## DATA LINES
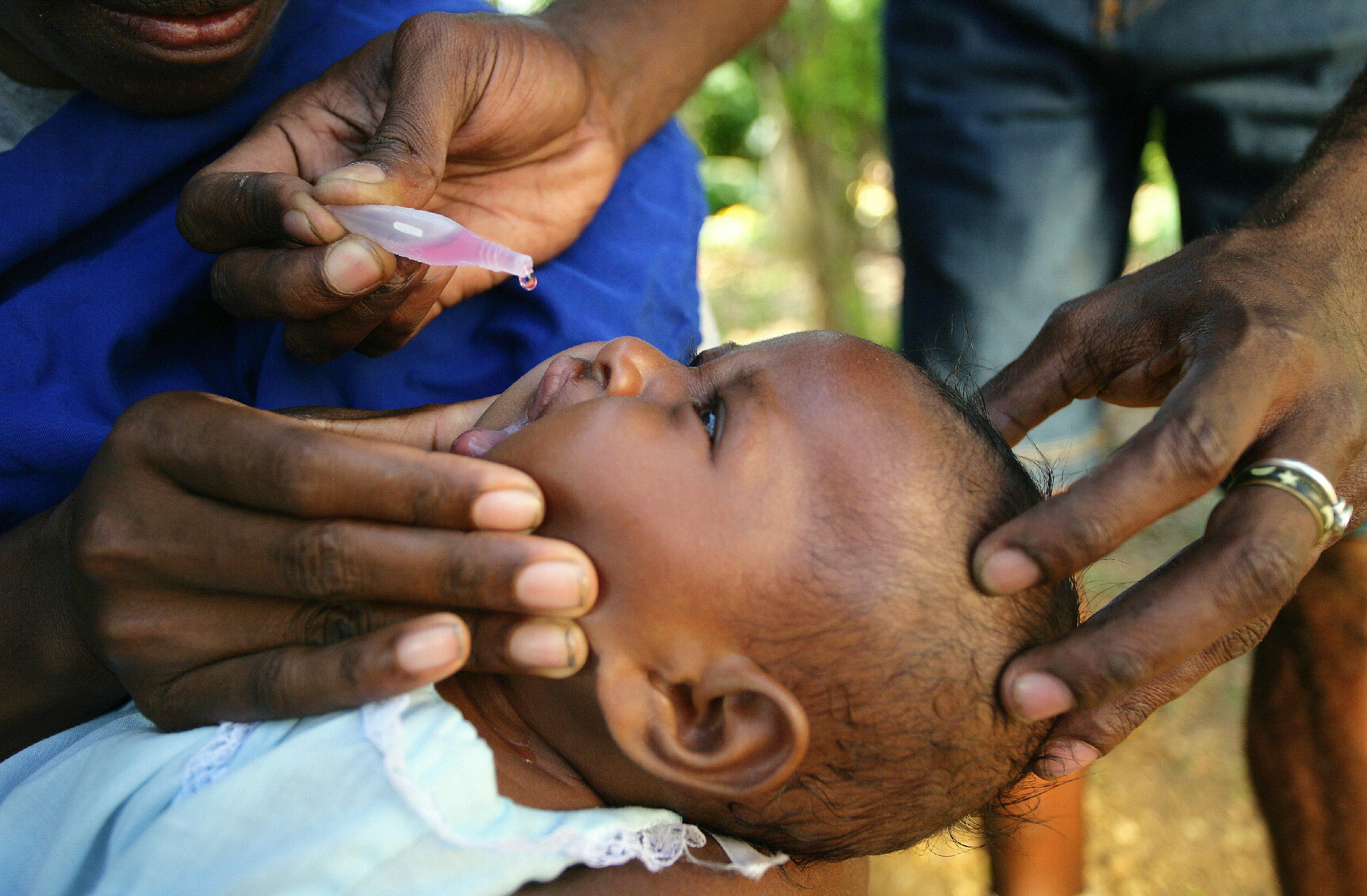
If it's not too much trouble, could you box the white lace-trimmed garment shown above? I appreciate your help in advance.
[0,689,783,896]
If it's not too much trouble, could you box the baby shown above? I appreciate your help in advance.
[0,333,1077,893]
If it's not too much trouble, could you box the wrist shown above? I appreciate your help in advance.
[529,3,634,161]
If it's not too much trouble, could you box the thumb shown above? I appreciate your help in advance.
[314,12,488,209]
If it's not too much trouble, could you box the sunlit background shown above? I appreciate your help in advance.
[499,0,1276,896]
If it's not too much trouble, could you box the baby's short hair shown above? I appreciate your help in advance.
[731,359,1079,859]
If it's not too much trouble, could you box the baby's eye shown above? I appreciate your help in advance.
[697,397,726,445]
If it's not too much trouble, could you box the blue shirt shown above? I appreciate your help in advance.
[0,0,705,531]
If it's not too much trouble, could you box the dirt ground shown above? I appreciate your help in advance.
[869,417,1277,896]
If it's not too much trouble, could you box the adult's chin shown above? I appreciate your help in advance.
[0,0,286,116]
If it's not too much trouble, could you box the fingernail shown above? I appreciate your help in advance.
[394,626,465,675]
[470,489,545,531]
[1006,672,1077,721]
[323,236,384,295]
[508,621,576,669]
[513,560,589,609]
[326,161,386,183]
[978,548,1044,594]
[1035,740,1102,781]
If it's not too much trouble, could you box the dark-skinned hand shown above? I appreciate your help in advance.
[49,392,597,729]
[973,217,1367,777]
[176,12,628,362]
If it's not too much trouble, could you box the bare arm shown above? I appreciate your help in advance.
[0,511,127,759]
[975,61,1367,777]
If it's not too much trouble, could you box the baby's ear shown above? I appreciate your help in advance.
[597,654,808,796]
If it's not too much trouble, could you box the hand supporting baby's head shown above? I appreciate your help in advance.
[472,333,1077,858]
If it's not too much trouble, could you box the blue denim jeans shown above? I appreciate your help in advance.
[886,0,1367,482]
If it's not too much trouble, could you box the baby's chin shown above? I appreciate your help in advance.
[451,343,603,458]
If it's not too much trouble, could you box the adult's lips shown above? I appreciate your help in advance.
[94,0,262,51]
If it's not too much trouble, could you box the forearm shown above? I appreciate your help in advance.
[540,0,787,152]
[0,510,126,758]
[1245,64,1367,230]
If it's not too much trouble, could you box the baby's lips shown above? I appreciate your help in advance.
[451,429,508,458]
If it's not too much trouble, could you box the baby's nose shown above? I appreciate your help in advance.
[593,336,682,397]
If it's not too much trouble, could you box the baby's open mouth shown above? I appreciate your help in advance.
[451,352,593,458]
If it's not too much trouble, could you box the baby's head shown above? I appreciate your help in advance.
[463,333,1077,858]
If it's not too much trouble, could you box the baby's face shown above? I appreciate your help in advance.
[473,333,1044,854]
[457,333,879,642]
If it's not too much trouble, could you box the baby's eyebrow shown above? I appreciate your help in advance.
[689,343,741,368]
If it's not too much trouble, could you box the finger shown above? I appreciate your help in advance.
[123,392,544,530]
[145,497,597,617]
[276,396,496,452]
[284,259,449,362]
[138,613,470,731]
[1001,487,1319,721]
[96,587,432,669]
[981,294,1131,445]
[357,268,457,358]
[314,14,487,209]
[175,171,346,253]
[973,362,1282,594]
[465,613,589,679]
[1031,623,1252,780]
[209,235,402,325]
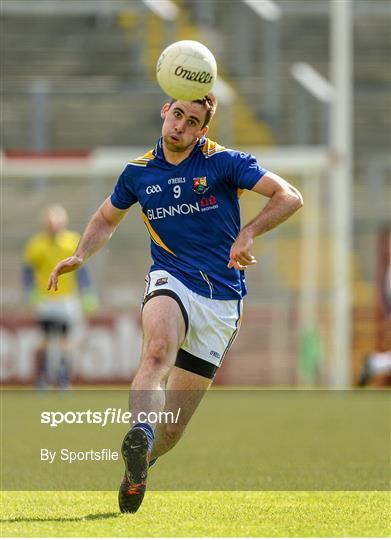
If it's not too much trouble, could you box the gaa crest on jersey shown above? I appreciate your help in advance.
[193,176,209,195]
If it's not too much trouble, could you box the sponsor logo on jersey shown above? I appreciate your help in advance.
[145,184,162,195]
[155,278,168,287]
[200,195,219,212]
[193,176,209,195]
[168,176,186,185]
[200,195,217,208]
[147,203,201,221]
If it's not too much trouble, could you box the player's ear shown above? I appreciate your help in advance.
[160,103,170,120]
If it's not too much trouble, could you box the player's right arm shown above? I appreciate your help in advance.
[48,197,129,291]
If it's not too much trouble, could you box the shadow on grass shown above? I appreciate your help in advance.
[0,512,122,523]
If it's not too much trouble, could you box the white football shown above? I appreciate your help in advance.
[156,39,217,101]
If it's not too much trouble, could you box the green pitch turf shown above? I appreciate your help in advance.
[1,491,391,537]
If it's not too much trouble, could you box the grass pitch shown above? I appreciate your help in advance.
[1,491,391,537]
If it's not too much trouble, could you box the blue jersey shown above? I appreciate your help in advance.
[111,137,266,300]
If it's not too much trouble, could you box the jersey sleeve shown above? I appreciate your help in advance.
[110,167,137,210]
[230,151,267,189]
[23,236,40,267]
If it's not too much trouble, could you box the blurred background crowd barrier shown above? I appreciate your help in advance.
[0,0,391,386]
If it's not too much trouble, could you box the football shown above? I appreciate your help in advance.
[156,40,217,101]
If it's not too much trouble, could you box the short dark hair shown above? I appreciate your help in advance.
[170,92,217,129]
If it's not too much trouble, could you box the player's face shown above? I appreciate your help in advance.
[161,100,208,152]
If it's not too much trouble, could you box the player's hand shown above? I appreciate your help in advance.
[227,230,257,270]
[48,255,83,291]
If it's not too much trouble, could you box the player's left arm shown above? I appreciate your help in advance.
[228,172,303,270]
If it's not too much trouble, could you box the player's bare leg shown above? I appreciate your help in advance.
[119,296,186,513]
[151,366,212,460]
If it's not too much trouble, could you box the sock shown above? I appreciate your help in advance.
[133,422,155,452]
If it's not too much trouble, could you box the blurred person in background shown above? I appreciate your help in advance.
[48,93,302,513]
[358,258,391,386]
[22,204,98,388]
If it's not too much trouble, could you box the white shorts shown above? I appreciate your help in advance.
[144,270,243,378]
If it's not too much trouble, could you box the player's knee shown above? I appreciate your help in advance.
[144,338,169,367]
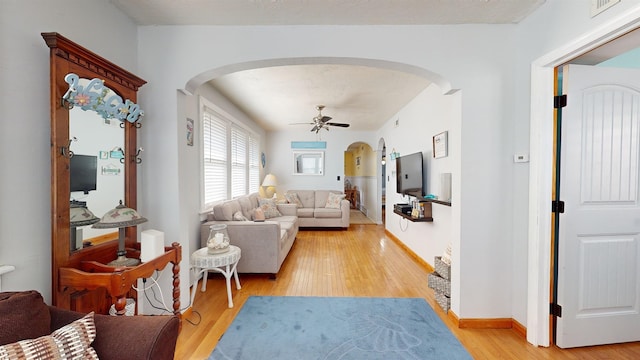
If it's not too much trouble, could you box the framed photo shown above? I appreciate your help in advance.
[187,118,193,146]
[433,131,449,159]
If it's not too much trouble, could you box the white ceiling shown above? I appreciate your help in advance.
[110,0,545,131]
[110,0,545,25]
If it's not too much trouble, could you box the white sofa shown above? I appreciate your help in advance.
[200,193,298,277]
[285,190,350,228]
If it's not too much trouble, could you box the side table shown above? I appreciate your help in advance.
[191,245,242,308]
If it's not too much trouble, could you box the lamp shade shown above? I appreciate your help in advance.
[69,205,100,228]
[262,174,278,186]
[92,201,147,229]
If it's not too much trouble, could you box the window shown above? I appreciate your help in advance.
[202,102,260,209]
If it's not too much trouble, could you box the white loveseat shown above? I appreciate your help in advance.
[200,193,298,276]
[285,190,350,228]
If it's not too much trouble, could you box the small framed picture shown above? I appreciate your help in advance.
[433,131,449,159]
[187,118,193,146]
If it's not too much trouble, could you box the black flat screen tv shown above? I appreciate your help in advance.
[396,152,424,197]
[69,154,98,194]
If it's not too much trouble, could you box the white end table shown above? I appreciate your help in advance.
[191,245,242,308]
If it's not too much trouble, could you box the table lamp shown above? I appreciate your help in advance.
[262,174,278,199]
[69,202,100,250]
[92,201,147,267]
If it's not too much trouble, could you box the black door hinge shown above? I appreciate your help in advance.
[553,95,567,109]
[551,201,564,214]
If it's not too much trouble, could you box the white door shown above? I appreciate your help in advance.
[556,65,640,348]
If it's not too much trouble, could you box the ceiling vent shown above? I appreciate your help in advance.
[591,0,620,17]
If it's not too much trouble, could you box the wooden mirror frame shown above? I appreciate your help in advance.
[42,32,146,313]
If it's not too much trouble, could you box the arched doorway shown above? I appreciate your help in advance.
[344,141,379,221]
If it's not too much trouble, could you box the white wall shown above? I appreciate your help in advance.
[139,25,515,317]
[508,0,639,330]
[266,129,373,194]
[0,0,139,301]
[378,85,462,314]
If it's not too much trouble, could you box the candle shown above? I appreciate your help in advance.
[213,233,224,246]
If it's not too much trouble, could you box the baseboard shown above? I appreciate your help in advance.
[447,310,527,339]
[384,229,435,272]
[458,318,513,329]
[384,229,527,339]
[512,319,527,339]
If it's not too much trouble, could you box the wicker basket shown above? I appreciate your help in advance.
[427,272,451,296]
[433,256,451,280]
[435,291,451,312]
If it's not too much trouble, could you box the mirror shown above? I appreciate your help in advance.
[42,32,146,313]
[293,151,324,175]
[69,103,125,251]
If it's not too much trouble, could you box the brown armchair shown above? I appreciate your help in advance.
[0,291,180,360]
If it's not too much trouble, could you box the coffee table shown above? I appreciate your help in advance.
[191,245,242,308]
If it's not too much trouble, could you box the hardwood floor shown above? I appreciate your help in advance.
[175,225,640,359]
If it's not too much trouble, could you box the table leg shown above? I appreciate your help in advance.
[224,265,233,308]
[200,269,209,292]
[191,268,202,307]
[233,263,242,290]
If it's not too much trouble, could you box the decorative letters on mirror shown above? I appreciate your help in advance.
[62,73,144,123]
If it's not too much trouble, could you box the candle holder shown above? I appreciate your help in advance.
[207,224,229,254]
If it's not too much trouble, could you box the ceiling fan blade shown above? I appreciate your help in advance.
[325,123,350,127]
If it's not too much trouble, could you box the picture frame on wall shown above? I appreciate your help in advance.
[187,118,194,146]
[433,131,449,159]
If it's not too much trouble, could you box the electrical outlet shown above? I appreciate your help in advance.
[513,154,529,163]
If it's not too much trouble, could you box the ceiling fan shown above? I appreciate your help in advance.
[292,105,349,134]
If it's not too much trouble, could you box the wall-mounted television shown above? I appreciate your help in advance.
[69,154,98,194]
[396,152,424,197]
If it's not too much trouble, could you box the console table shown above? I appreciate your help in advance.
[58,242,182,318]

## GIVEN REQUEST
Convert the lines into a numbered list with blank lines omitted, starting at the line that contains "the ceiling vent" and ending after the line that contains "[213,233,224,246]".

## ANSWER TO THIS PROBLEM
1. If it's not too much trouble, could you box the ceiling vent shown above? I appreciate your help in advance.
2. [591,0,620,17]
3. If it's not too much trouble, could you box the wooden mirror frame shown above? I appreciate your help in advance.
4. [42,32,146,313]
5. If it's not too much trouble, could you box the arched doorway shown above? I appreciate your help in advance.
6. [344,141,379,221]
7. If it's not too much trouble, could you box the white wall shown above? I appreciate your help in advance.
8. [139,25,515,317]
9. [508,0,639,330]
10. [266,129,373,194]
11. [0,0,139,301]
12. [378,85,462,314]
13. If it's not too much trouble, could you box the candle shown above? I appreciate your help in advance.
14. [213,233,224,246]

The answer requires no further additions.